__Records provided__.
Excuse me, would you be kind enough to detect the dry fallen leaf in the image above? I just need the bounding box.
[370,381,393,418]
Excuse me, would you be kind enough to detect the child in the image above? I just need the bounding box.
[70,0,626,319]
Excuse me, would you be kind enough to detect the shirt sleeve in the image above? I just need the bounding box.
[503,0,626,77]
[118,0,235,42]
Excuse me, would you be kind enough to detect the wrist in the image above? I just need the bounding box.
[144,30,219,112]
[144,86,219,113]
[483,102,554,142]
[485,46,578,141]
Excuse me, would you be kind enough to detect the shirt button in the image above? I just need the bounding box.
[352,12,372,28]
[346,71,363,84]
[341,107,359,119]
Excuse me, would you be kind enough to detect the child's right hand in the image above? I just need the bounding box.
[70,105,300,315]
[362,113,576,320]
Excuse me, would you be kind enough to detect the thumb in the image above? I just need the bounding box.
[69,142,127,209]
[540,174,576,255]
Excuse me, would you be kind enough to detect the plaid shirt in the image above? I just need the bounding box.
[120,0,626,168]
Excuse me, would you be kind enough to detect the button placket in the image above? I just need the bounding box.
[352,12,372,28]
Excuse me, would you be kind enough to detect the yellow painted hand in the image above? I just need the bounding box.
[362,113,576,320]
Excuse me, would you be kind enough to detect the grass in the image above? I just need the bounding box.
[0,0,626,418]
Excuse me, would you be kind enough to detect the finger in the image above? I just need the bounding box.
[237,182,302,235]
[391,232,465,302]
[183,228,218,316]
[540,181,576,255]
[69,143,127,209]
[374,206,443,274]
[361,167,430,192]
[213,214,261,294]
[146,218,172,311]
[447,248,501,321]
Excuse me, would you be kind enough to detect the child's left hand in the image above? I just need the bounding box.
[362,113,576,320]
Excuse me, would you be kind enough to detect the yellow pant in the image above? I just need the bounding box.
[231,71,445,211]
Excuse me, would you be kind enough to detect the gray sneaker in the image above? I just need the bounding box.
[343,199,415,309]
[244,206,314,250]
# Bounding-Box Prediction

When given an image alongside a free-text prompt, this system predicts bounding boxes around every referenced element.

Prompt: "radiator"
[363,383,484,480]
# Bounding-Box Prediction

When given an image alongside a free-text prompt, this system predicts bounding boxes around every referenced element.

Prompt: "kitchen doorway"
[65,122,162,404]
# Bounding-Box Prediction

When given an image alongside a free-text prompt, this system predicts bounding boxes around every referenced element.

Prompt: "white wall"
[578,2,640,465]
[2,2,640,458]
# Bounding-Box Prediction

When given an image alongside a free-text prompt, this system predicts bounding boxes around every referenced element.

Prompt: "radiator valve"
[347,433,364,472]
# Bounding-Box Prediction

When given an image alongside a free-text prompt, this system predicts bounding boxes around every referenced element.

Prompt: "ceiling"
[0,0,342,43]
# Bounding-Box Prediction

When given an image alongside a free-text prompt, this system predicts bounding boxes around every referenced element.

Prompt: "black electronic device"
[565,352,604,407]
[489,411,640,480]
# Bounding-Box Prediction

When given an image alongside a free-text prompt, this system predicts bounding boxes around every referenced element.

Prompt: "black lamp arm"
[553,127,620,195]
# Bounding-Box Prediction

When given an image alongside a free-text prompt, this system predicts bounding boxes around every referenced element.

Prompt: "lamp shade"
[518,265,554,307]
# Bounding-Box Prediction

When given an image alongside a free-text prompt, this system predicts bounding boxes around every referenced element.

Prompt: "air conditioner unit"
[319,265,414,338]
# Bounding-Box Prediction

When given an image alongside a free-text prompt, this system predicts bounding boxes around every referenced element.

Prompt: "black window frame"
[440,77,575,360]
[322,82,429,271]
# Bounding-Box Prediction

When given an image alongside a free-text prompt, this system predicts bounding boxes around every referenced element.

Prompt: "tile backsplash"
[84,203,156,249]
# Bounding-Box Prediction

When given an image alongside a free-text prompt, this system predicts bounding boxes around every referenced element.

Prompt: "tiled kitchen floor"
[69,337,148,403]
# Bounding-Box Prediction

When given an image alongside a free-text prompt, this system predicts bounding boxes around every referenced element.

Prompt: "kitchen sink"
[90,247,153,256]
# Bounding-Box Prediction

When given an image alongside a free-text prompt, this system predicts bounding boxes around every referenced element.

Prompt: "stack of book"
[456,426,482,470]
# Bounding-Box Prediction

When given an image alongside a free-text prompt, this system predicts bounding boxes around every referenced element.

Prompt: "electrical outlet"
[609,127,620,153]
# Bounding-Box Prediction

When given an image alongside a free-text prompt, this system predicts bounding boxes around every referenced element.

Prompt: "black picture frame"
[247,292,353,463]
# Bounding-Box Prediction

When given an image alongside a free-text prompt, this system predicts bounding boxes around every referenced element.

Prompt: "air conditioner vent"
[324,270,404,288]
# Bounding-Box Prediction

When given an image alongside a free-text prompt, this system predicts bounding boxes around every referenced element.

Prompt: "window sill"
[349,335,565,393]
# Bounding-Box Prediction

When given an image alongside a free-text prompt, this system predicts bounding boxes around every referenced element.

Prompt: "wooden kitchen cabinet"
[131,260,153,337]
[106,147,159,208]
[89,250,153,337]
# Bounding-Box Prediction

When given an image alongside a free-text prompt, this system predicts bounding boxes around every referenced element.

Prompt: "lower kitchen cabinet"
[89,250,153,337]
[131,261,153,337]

__What you should do__.
Give every line of the rows above as a numbered list, one line per item, and leave out the blank lines.

__Solved problem__.
1. Excuse me, would you be kind enough to detect the dry fallen leaf in the image above? I just need the bounding box.
2. [370,381,393,418]
3. Excuse me, would you be kind enough to detect the child in the image above? I just need the bounding box.
4. [70,0,626,319]
5. Excuse me, would you be kind enough to detect the shirt sleeve in the image above? I just need the bounding box.
6. [503,0,626,77]
7. [118,0,235,42]
8. Excuse me, would you be kind enough to detect the wrist in the image above? I just need the bounding box.
9. [144,30,219,112]
10. [144,86,219,113]
11. [483,102,554,142]
12. [485,46,578,141]
13. Excuse me, would you be kind enough to detect the shirt button in the image above? I just need the bounding box.
14. [352,12,372,28]
15. [346,71,363,84]
16. [341,107,359,119]
17. Excuse me, would you be kind enough to detect the child's right hand in the image above? I just need the bounding box.
18. [70,105,300,315]
19. [362,113,576,320]
20. Excuse me, would you be kind enough to detect the thumb in the image above? I just need the bounding box.
21. [69,142,127,209]
22. [540,174,576,255]
23. Excuse me, would you be kind enough to detect the plaid shirt in the image above? I just need the bounding box.
24. [120,0,626,168]
25. Excuse me, would you be kind enough to detect the button placket in the image above? I just need the bounding box.
26. [352,12,372,28]
27. Excuse me, would you be kind enough to detect the yellow painted hand in the image above? I just need the bounding box.
28. [362,113,576,320]
29. Excuse me, would you be kind enough to detect the grass in the image above? I just need the bounding box.
30. [0,0,626,418]
31. Excuse me, would you be kind enough to detect the finger in the image above? I just need the bounding box.
32. [237,182,302,235]
33. [391,232,465,302]
34. [183,228,218,316]
35. [540,181,576,255]
36. [69,143,127,209]
37. [374,206,443,274]
38. [361,167,430,192]
39. [213,214,261,294]
40. [146,218,172,311]
41. [447,248,501,321]
42. Excuse me, would you be kind enough to detect the child's left hand in the image above? I just need the bounding box.
43. [362,113,576,320]
44. Excuse me, would you be kind enough to detect the yellow pant in the image above? I just need the bounding box.
45. [231,71,445,211]
46. Excuse me, would you be kind enough to detect the gray sneaker in the image above? I just need the bounding box.
47. [343,199,415,309]
48. [244,206,314,250]
49. # Bounding-Box Prediction
50. When given an image alongside a free-text prompt, this system predicts bounding boxes around every referenced element.
51. Prompt: "radiator"
52. [363,383,484,480]
53. # Bounding-Box Prediction
54. When given an image alongside a free-text prompt, this system predicts bounding boxes around every referenced element.
55. Prompt: "kitchen doorway"
56. [65,122,162,404]
57. # Bounding-Box Prediction
58. When given an image alongside a free-text prompt, this system predicts bounding boxes around every referenced element.
59. Prompt: "white wall"
60. [578,2,640,465]
61. [2,2,640,458]
62. # Bounding-Box Prediction
63. When given an image alongside a free-text prompt, this system predicts bounding boxes around every referenced element.
64. Prompt: "radiator valve"
65. [347,433,364,472]
66. # Bounding-Box Prediction
67. When given an image alongside a free-text prompt, this system predicts bounding boxes around every referenced element.
68. Prompt: "ceiling"
69. [0,0,342,43]
70. # Bounding-Box Prediction
71. When given an image alongside a free-text prompt, this system predicts bounding boxes around every referenced element.
72. Prompt: "black electronic device"
73. [565,352,604,407]
74. [489,411,640,480]
75. # Bounding-Box Prediction
76. When given an image alongside a free-text prompt, this system predicts bounding boxes around every referenced element.
77. Prompt: "black lamp arm"
78. [553,127,620,195]
79. # Bounding-Box Prediction
80. When given an image alongside a free-text prompt, this system predicts bounding boxes around every referenced element.
81. Prompt: "lamp shade"
82. [518,265,554,307]
83. # Bounding-Box Prediction
84. When given an image alongside a free-text prompt, this system predicts bounding boxes around every referenced element.
85. Prompt: "air conditioner unit"
86. [319,265,414,338]
87. # Bounding-Box Prediction
88. When given an image alongside a free-text prompt, this system predicts bounding boxes around every referenced element.
89. Prompt: "black window frame"
90. [440,77,575,360]
91. [322,82,429,271]
92. # Bounding-Box Prediction
93. When given an image alongside a free-text prompt, this system predicts bounding boxes around every referenced element.
94. Prompt: "tile backsplash"
95. [84,203,156,249]
96. # Bounding-Box Prediction
97. When given an image alongside a free-text prompt, this system predicts bounding boxes around every referenced element.
98. Prompt: "tiled kitchen floor"
99. [69,337,148,403]
100. # Bounding-Box Prediction
101. When given an image alongside a free-text prompt, this system predicts bounding boxes around every referenced element.
102. Prompt: "kitchen sink"
103. [90,247,153,256]
104. # Bounding-Box Prediction
105. When given an image alongside a free-text prompt, this system predicts bounding boxes around every referenced element.
106. Prompt: "stack of book"
107. [456,426,482,470]
108. # Bounding-Box Prediction
109. When given an image alongside a free-text prompt, this system predicts bounding boxes around every referenced element.
110. Prompt: "electrical outlet"
111. [609,127,620,153]
112. # Bounding-Box Prediction
113. When given an image alongside a free-text prompt, this system predicts bounding boxes around every referenced element.
114. Prompt: "black picture frame"
115. [247,292,353,463]
116. # Bounding-Box Prediction
117. When given an image alongside a free-text prompt, this system predicts bounding boxes around every referenced element.
118. Prompt: "air conditioner vent"
119. [324,270,404,288]
120. # Bounding-Box Prediction
121. When given an image alongside a free-text prompt, this system predicts bounding boxes around every referenced element.
122. Prompt: "window sill"
123. [349,335,565,393]
124. # Bounding-Box Prediction
125. When given an image alongside a free-text prompt, this system predicts bounding boxes around every referenced element.
126. Prompt: "wooden kitchen cabinet"
127. [131,260,153,337]
128. [106,147,159,208]
129. [89,250,153,337]
130. # Bounding-Box Prediction
131. When given an image alongside a free-text prompt, this system predicts bounding boxes around every referenced element.
132. Prompt: "lower kitchen cabinet"
133. [89,250,153,337]
134. [131,261,153,337]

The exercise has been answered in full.